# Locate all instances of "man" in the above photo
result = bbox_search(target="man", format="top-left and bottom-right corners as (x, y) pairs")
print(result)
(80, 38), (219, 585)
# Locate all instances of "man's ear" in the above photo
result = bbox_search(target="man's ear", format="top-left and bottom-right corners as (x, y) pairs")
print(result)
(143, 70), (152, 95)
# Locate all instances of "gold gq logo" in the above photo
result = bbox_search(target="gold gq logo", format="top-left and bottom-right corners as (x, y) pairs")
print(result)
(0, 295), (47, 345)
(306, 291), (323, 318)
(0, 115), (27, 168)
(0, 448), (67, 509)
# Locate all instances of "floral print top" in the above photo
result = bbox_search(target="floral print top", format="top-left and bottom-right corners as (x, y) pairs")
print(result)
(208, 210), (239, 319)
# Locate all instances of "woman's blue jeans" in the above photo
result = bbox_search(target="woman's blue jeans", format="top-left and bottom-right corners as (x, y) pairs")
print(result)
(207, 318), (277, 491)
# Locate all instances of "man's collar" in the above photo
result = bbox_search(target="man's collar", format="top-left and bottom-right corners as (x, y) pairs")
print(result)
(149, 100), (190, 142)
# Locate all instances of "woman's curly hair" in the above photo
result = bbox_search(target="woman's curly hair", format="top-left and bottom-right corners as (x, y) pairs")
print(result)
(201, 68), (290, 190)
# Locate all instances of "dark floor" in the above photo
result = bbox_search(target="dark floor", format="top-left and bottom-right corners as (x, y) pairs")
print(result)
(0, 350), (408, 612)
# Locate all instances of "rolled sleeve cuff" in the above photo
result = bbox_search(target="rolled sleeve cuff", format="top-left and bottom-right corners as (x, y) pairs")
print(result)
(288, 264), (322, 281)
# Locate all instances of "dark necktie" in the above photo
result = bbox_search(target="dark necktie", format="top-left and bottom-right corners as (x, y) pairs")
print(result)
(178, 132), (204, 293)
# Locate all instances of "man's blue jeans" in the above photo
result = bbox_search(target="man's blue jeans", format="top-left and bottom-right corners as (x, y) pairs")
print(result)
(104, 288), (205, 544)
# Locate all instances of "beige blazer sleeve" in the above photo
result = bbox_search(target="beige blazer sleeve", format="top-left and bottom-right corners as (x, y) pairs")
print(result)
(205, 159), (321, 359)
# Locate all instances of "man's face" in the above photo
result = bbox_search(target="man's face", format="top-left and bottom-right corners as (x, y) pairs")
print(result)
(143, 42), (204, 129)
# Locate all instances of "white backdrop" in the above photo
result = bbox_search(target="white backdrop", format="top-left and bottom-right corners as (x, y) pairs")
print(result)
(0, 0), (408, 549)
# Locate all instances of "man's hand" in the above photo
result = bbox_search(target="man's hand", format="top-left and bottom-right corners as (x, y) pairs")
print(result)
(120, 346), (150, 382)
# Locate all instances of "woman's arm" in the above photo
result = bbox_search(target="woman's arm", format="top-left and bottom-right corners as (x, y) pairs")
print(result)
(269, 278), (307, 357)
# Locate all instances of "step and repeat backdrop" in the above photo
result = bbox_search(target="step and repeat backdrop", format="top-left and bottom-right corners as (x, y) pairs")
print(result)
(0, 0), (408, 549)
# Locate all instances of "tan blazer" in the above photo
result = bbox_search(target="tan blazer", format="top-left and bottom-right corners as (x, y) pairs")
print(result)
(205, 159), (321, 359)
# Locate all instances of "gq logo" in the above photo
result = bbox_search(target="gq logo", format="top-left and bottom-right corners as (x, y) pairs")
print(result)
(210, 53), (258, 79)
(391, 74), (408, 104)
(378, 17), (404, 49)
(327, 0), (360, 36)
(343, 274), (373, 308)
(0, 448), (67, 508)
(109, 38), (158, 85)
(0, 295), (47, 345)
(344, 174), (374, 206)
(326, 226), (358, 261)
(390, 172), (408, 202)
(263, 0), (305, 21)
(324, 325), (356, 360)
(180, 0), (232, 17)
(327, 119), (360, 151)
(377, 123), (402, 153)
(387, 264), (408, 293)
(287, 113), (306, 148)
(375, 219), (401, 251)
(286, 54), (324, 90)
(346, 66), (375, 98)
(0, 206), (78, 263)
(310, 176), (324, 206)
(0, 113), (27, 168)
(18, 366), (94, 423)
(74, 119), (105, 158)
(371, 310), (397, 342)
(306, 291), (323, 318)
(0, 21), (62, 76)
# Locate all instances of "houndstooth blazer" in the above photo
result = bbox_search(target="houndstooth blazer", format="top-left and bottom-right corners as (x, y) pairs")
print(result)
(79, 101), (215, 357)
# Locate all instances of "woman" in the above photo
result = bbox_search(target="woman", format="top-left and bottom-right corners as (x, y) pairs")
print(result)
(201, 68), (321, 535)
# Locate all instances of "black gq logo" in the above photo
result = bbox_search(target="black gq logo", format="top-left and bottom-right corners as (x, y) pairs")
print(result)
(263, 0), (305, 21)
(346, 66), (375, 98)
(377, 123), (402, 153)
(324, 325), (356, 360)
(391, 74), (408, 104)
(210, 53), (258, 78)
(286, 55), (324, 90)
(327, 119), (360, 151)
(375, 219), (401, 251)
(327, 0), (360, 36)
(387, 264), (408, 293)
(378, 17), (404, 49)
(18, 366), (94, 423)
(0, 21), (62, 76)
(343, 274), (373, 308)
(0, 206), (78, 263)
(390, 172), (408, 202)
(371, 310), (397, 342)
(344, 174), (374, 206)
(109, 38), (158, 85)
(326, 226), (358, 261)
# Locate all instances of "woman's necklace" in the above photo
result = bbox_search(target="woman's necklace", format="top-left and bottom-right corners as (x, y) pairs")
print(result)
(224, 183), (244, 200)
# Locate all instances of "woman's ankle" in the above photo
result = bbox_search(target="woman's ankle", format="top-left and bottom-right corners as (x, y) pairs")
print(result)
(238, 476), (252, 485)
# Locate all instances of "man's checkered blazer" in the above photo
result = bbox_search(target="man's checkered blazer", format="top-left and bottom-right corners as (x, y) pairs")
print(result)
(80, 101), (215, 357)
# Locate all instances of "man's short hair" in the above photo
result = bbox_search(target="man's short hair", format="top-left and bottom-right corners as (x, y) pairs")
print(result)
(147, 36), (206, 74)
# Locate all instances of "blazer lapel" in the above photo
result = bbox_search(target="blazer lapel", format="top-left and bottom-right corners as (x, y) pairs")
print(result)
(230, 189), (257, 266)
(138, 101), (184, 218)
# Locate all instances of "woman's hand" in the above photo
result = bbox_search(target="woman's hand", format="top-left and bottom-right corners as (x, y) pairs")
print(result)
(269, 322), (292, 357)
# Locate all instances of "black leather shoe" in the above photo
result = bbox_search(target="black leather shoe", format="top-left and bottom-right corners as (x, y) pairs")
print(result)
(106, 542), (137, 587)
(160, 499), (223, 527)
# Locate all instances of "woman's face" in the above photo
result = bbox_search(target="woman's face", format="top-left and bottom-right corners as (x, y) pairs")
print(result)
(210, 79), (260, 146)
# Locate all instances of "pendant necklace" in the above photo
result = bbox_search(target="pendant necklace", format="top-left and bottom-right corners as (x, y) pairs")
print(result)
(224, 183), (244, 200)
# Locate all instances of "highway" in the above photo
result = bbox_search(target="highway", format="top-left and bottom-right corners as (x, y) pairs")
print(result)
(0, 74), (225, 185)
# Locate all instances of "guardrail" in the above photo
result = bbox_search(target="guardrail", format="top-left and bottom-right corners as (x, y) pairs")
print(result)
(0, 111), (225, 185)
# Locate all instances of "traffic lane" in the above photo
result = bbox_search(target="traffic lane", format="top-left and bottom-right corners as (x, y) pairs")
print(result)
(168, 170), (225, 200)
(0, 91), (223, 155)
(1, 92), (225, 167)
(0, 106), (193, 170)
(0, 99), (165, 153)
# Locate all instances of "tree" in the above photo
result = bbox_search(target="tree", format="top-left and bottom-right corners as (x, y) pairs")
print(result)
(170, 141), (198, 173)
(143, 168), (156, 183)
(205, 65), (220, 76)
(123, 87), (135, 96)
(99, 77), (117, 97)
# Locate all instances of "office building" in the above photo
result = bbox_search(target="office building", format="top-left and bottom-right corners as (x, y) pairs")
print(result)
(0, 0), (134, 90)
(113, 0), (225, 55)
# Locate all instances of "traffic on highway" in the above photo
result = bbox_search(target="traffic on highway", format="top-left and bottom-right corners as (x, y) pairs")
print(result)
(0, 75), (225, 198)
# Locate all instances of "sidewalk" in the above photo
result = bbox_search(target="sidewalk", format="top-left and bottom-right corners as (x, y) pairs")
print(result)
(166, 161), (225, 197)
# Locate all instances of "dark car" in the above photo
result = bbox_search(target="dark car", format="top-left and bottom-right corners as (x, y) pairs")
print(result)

---

◆ **Problem statement**: Rescale the material above from its first line through the line containing "(80, 38), (219, 585)", writing out every line with the requests left unchanged. Multiply each coordinate in the answers by 0.3 and round it to a whole number, with halves rounded up.

◆ **Response**:
# Locate all instances of "man" in the above photo
result = bbox_search(target="man", format="top-left and bottom-right corners as (x, y) pairs")
print(result)
(24, 11), (66, 176)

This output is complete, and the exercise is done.